● **Text**:
··········

1977 Calder Cup playoffs

Tournament details
- Dates: April 3–30, 1977
- Teams: 8

Final positions
- Champions: Nova Scotia Voyageurs
- Runner-up: Rochester Americans

= 1977 Calder Cup playoffs =

North American ice hockey tournament

The 1977 Calder Cup playoffs of the American Hockey League began on April 3, 1977. The top four teams in the league qualified for the playoffs and played best-of-seven series for Semifinals. The two winners played a best-of-seven series for the Calder Cup. The Calder Cup Final ended on April 30, 1977, with the Nova Scotia Voyageurs defeating the Rochester Americans four games to two to win the Calder Cup for second consecutive year, and the third time in team history. For the second consecutive year, the Voyageurs parent club, the Montreal Canadiens won the Stanley Cup in a four-game sweep over the Boston Bruins, making them the only pair of teams in history to win both the AHL's Calder Cup and NHL's Stanley Cup in the same season twice.

==Playoff seeds==
After the 1976–77 AHL regular season, the top four teams in the league qualified for the playoffs. The Nova Scotia Voyageurs finished the regular season with the best overall record for the second straight season.

··········

● **Available data**:
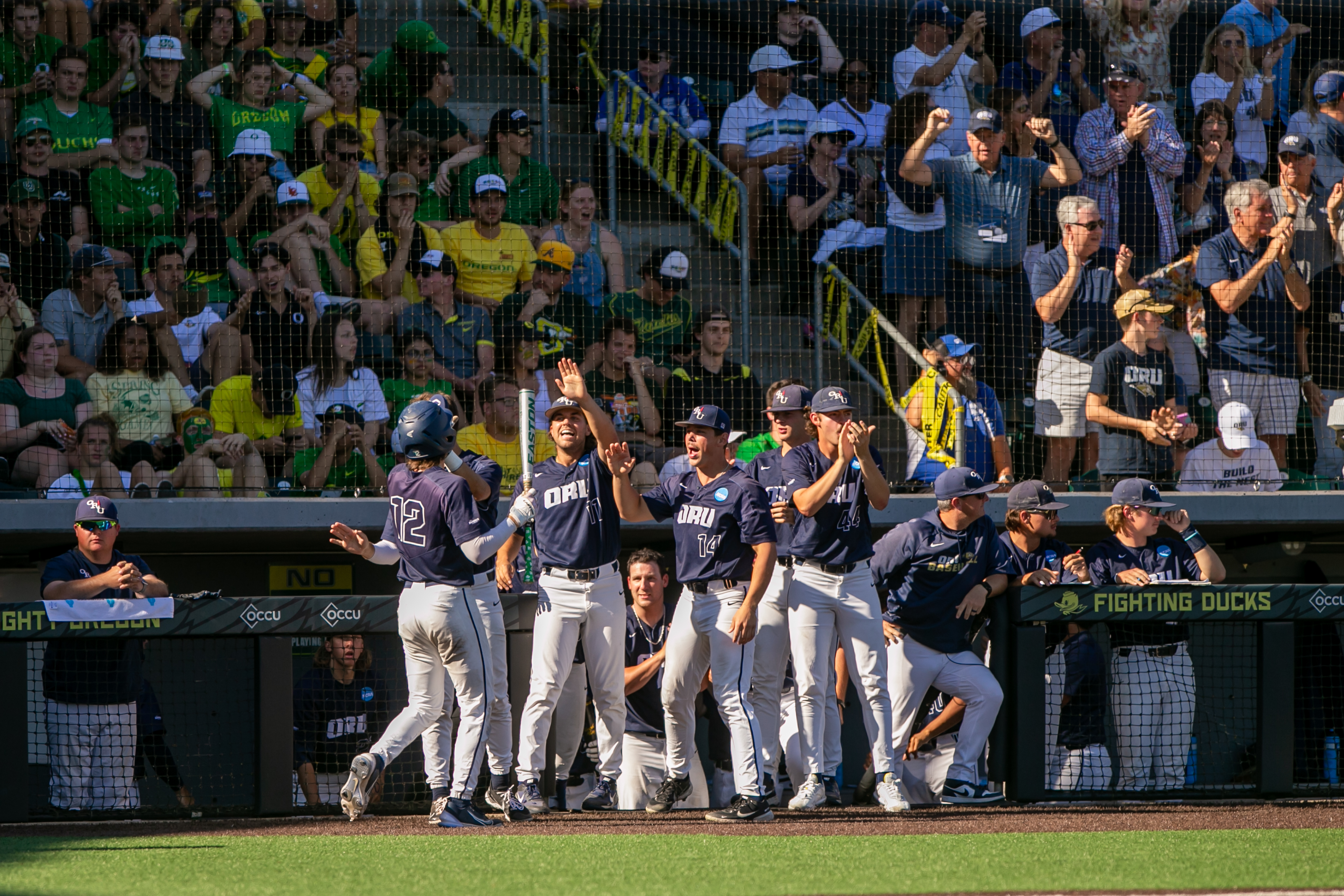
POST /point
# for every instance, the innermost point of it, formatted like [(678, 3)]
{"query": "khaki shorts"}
[(1062, 397)]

··········

● **The tasks**:
1: Name every hockey team mentioned in the article on the 1977 Calder Cup playoffs.
2: Translate this sentence from the Calder Cup article into Spanish: "The two winners played a best-of-seven series for the Calder Cup."
3: Please write the next part of the article on the 1977 Calder Cup playoffs, picking up after its final sentence.

● **Answers given**:
1: Nova Scotia Voyageurs, Rochester Americans, Montreal Canadiens, Boston Bruins

2: Los dos ganadores disputaron una serie al mejor de siete partidos por la Copa Calder.

3:
===Overall===
1. Nova Scotia Voyageurs - 110 points
2. New Haven Nighthawks - 92 points
3. Rochester Americans - 89 points
4. Hershey Bears - 78 points

==Bracket==

In each round, the team that earned more points during the regular season receives home ice advantage, meaning they receive the "extra" game on home-ice if the series reaches the maximum number of games. There is no set series format due to arena scheduling conflicts and travel considerations.

==Semifinals==
Note 1: Home team is listed first.
Note 2: The number of overtime periods played (where applicable) is not indicated.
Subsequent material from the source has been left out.